-- PROBLEM STATEMENT --
Report how many lines in the data below contain the string "tiled". Give only the number.

-- DATA EXTRACT --
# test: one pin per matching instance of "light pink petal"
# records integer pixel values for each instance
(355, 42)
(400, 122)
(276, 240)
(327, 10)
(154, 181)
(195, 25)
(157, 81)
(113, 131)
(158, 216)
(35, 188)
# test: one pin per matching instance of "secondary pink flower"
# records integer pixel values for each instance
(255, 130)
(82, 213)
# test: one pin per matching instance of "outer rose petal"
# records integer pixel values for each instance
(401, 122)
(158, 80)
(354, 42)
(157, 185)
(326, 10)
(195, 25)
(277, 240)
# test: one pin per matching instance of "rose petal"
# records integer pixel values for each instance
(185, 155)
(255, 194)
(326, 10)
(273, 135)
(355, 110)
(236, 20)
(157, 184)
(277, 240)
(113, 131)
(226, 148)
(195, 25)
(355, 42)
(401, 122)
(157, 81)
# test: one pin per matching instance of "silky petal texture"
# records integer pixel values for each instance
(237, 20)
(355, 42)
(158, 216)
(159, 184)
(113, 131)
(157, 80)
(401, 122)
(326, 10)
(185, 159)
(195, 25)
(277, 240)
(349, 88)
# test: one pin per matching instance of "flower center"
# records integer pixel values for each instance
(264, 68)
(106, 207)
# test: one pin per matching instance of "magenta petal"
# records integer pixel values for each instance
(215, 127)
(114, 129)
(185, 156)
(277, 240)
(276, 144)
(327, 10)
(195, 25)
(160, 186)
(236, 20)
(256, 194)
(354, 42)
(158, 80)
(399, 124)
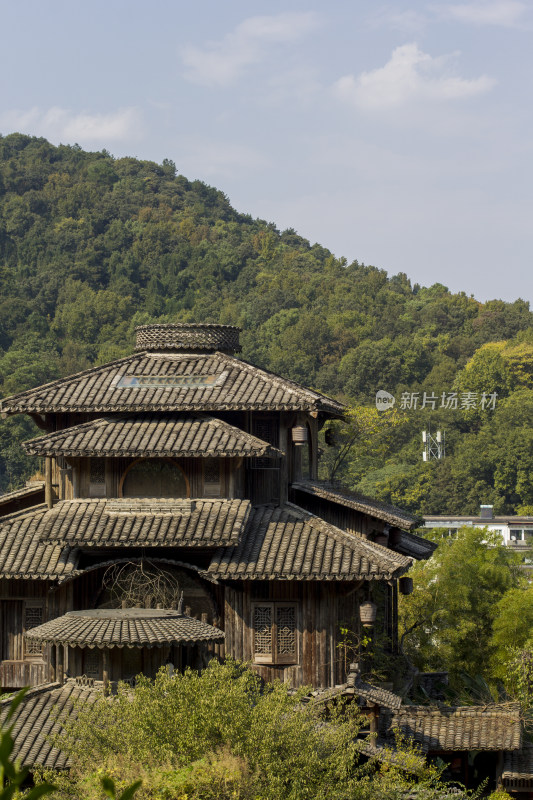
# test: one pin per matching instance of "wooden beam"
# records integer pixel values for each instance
(105, 669)
(48, 491)
(60, 662)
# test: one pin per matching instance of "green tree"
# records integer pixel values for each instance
(448, 621)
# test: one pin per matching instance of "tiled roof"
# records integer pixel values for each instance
(188, 337)
(491, 727)
(31, 489)
(358, 502)
(518, 769)
(143, 522)
(287, 542)
(171, 382)
(23, 555)
(41, 716)
(132, 627)
(151, 435)
(412, 545)
(377, 694)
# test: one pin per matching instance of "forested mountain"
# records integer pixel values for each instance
(91, 246)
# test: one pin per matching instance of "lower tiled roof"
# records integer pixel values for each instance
(377, 694)
(491, 727)
(24, 555)
(118, 627)
(288, 542)
(518, 768)
(32, 490)
(144, 522)
(154, 436)
(412, 545)
(40, 717)
(358, 502)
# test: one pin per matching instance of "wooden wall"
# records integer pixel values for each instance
(322, 609)
(16, 668)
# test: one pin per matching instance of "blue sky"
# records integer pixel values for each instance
(397, 134)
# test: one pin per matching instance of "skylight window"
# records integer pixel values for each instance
(169, 381)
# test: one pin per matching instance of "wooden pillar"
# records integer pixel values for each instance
(374, 717)
(105, 669)
(60, 663)
(48, 497)
(53, 675)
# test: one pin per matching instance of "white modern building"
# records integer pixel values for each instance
(516, 531)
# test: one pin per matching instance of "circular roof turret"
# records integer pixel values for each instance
(188, 338)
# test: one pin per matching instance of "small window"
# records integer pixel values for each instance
(212, 482)
(33, 616)
(268, 431)
(97, 477)
(154, 477)
(275, 633)
(92, 662)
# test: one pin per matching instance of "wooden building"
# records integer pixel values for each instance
(184, 457)
(181, 518)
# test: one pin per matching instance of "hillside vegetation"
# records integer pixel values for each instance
(91, 246)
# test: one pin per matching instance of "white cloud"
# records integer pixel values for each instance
(410, 76)
(210, 159)
(220, 63)
(505, 13)
(60, 124)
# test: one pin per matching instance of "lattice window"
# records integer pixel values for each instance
(212, 483)
(286, 630)
(263, 631)
(97, 477)
(33, 616)
(92, 662)
(275, 633)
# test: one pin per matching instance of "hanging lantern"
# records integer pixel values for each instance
(405, 585)
(299, 435)
(367, 613)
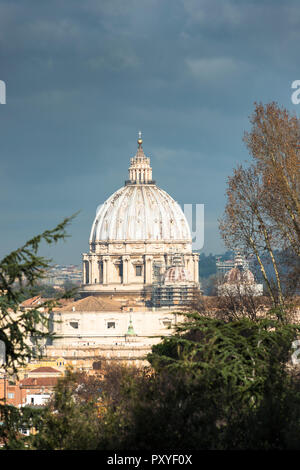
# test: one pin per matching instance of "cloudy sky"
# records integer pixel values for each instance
(83, 77)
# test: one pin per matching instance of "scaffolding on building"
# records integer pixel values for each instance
(168, 295)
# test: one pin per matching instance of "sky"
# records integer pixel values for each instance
(83, 77)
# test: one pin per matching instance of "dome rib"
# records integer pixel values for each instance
(130, 214)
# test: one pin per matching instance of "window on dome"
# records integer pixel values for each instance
(119, 268)
(138, 270)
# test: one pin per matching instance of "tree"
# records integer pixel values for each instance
(22, 332)
(262, 209)
(19, 271)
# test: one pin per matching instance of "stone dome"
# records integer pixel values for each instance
(236, 275)
(140, 210)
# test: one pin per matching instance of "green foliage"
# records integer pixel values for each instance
(20, 271)
(69, 422)
(236, 354)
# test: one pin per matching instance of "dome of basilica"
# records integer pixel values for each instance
(140, 210)
(140, 241)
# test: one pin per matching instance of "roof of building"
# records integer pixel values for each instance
(33, 301)
(38, 382)
(45, 369)
(92, 304)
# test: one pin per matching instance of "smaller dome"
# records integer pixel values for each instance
(176, 274)
(236, 275)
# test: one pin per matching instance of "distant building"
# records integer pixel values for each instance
(239, 279)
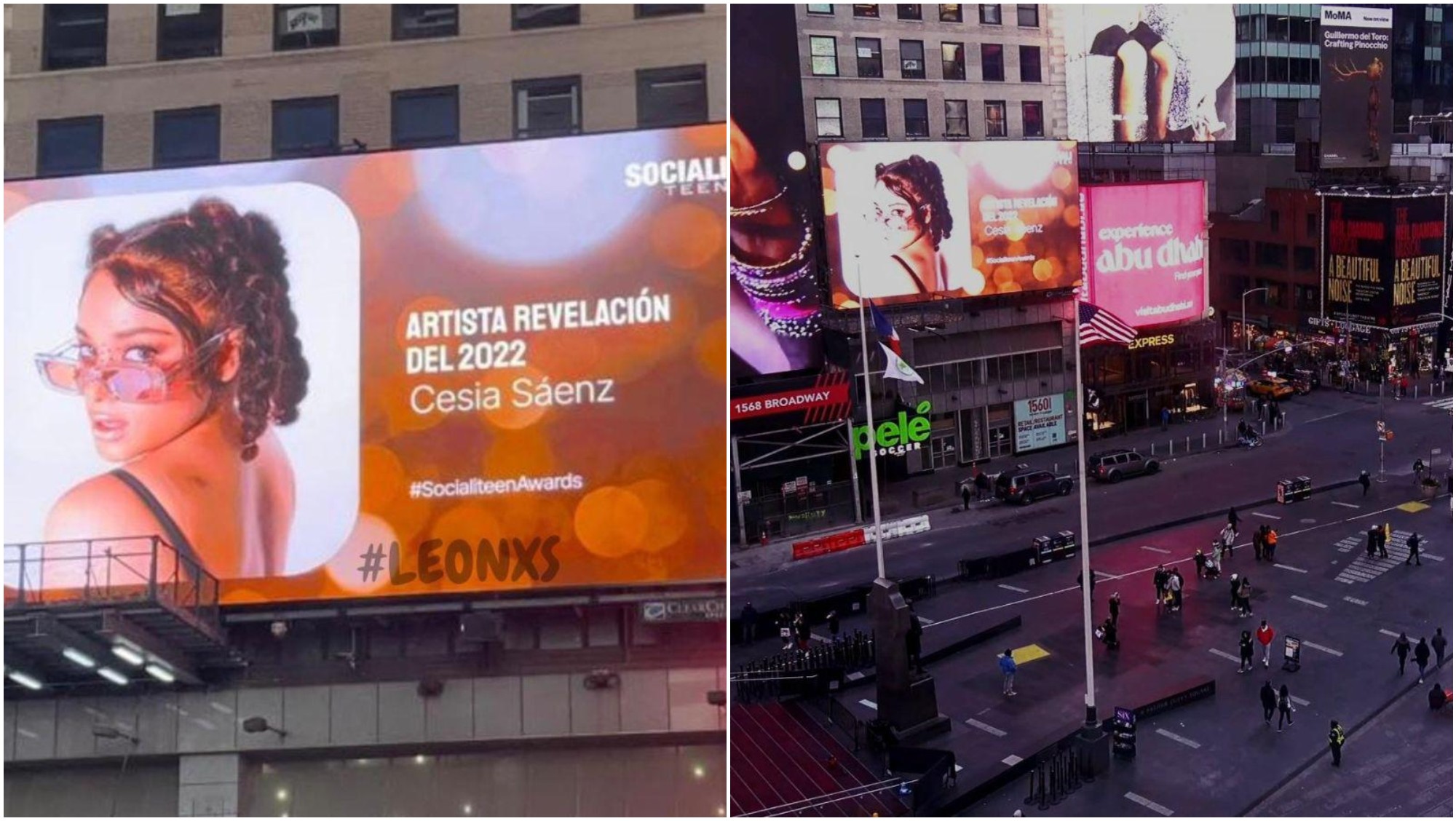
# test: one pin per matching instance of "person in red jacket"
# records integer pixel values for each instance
(1266, 637)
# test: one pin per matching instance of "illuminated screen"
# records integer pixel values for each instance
(395, 373)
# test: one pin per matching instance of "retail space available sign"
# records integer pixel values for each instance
(1040, 423)
(1147, 255)
(896, 437)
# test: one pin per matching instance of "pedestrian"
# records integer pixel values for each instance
(1423, 657)
(1008, 666)
(1415, 547)
(1246, 653)
(1270, 701)
(1401, 649)
(749, 622)
(1266, 637)
(1286, 708)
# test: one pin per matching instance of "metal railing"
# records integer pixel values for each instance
(108, 571)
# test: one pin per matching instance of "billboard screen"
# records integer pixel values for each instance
(394, 373)
(1355, 87)
(909, 222)
(1147, 257)
(1150, 74)
(774, 290)
(1385, 260)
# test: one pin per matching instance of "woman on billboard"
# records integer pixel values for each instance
(187, 356)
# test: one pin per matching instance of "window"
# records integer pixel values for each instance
(186, 138)
(953, 62)
(672, 97)
(957, 120)
(873, 119)
(75, 37)
(306, 126)
(69, 146)
(829, 119)
(305, 27)
(918, 119)
(995, 119)
(912, 60)
(423, 21)
(867, 52)
(426, 117)
(190, 31)
(668, 9)
(1032, 65)
(994, 71)
(544, 15)
(1032, 123)
(548, 108)
(823, 57)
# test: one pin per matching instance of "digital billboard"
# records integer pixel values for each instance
(1355, 87)
(1384, 260)
(1150, 74)
(774, 286)
(909, 222)
(1145, 251)
(397, 373)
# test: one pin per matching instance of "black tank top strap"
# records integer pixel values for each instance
(170, 526)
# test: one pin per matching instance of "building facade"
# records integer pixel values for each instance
(120, 88)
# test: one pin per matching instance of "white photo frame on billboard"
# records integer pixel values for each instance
(323, 242)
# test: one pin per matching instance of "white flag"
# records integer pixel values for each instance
(898, 368)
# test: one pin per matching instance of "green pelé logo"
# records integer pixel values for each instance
(899, 436)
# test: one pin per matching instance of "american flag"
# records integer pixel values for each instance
(1097, 325)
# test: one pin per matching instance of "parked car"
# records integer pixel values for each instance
(1273, 388)
(1117, 465)
(1026, 487)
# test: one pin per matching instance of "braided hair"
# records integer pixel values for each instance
(210, 270)
(918, 181)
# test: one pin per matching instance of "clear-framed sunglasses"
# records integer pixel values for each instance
(66, 369)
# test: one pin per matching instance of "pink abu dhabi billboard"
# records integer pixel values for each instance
(1144, 248)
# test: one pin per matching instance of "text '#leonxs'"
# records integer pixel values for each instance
(462, 561)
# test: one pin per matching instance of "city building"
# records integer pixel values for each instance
(930, 72)
(132, 87)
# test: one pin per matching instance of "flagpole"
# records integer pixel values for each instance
(870, 421)
(1080, 477)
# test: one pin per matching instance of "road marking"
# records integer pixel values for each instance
(1179, 739)
(1150, 804)
(1332, 651)
(986, 727)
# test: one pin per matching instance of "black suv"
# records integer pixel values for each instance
(1117, 465)
(1026, 487)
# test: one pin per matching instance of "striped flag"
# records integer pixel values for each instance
(1097, 325)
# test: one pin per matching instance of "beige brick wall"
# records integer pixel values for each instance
(484, 60)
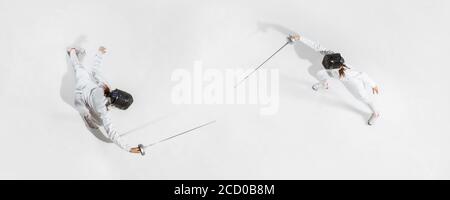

-- RESPONSE --
2